Source passage:

-- Start --

Chapter 8 of 26
Networking Design: VPCs, Subnets, and Network Service Tiers
Lay out robust network topologies with VPCs, subnets, and routing while understanding how Network Service Tiers impact performance and cost.
Big Picture: Networking Design in Google Cloud
Why Networking Design Matters
You will connect your earlier compute and storage planning to the network layer: how resources talk to each other securely and efficiently in Google Cloud.
Core Building Blocks
You will work mainly with VPC networks, subnets, routes, firewall rules, and Network Service Tiers. These are central to security, performance, and cost.
Four Key Design Questions
For any scenario: 1) Where do resources live? 2) How do they talk to each other? 3) How do they talk to internet/on‑prem? 4) What network quality and cost are needed?
Important Properties
VPCs are global, subnets are regional. Routes and firewall rules live at the VPC level and apply to VM NICs in that VPC.
Network Service Tiers
Network Service Tiers is a Google Cloud networking feature that lets you optimize network performance and cost by choosing between different network quality tiers for outbound traffic.
Scenario Mindset
Throughout this module, imagine you are the Associate Cloud Engineer designing VPCs, subnets, and connectivity for a small web app and database migration.
VPC Networks: Global Private Networks in Google Cloud
What is a VPC?
A Virtual Private Cloud (VPC) is a virtual version of a physical network inside Google’s infrastructure. It holds your IP ranges, subnets, routes, and firewall rules.
Global but Structured
A VPC is global across all regions, while each subnet is regional with its own CIDR range. The VPC lives in a project but can be shared via Shared VPC.
Auto Mode VPC
Auto mode creates one subnet per region with predefined ranges. New regions get new subnets automatically, good for quick labs but not precise IP control.
Custom Mode VPC
Custom mode lets you define all subnets and IP ranges yourself. This is recommended for production and is the default best answer in exam scenarios.
Common Exam Angles
Questions often ask which VPC type to choose for non-overlapping IPs with on‑prem (answer: custom) or what happens when one auto subnet is deleted.

-- End --

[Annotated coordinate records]
-- Start --

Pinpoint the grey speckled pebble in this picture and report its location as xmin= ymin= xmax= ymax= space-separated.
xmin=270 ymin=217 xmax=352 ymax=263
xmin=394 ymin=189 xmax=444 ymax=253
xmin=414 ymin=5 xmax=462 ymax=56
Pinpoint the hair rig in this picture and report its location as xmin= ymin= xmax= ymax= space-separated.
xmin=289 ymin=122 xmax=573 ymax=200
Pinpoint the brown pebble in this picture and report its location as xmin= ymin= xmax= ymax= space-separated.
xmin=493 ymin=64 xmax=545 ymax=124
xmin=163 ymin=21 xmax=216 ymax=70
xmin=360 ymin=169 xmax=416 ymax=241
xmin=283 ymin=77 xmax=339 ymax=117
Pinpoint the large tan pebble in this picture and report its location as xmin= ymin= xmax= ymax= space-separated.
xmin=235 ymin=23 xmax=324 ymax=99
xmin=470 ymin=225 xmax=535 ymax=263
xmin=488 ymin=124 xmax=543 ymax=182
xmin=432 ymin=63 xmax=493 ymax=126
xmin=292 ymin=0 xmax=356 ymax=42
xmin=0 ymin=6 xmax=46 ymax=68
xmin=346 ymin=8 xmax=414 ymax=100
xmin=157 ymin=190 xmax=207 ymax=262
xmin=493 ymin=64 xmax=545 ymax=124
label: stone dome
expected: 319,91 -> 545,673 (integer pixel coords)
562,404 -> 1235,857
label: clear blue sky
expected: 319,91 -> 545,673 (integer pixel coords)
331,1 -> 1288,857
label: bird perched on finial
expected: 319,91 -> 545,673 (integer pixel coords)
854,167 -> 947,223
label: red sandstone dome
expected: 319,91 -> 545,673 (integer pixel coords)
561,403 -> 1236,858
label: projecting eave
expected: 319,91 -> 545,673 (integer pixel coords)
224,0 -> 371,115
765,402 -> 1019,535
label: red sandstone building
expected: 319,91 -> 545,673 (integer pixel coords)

-- End --

Written instruction A:
Reproduce the networking design text above word for word, from "A Virtual Private" down to "subnet is deleted.".
Written instruction B:
How many lines of the records above contain the string "picture"? Reply with the number only.

Task solution A:
A Virtual Private Cloud (VPC) is a virtual version of a physical network inside Google’s infrastructure. It holds your IP ranges, subnets, routes, and firewall rules.
Global but Structured
A VPC is global across all regions, while each subnet is regional with its own CIDR range. The VPC lives in a project but can be shared via Shared VPC.
Auto Mode VPC
Auto mode creates one subnet per region with predefined ranges. New regions get new subnets automatically, good for quick labs but not precise IP control.
Custom Mode VPC
Custom mode lets you define all subnets and IP ranges yourself. This is recommended for production and is the default best answer in exam scenarios.
Common Exam Angles
Questions often ask which VPC type to choose for non-overlapping IPs with on‑prem (answer: custom) or what happens when one auto subnet is deleted.

Task solution B:
4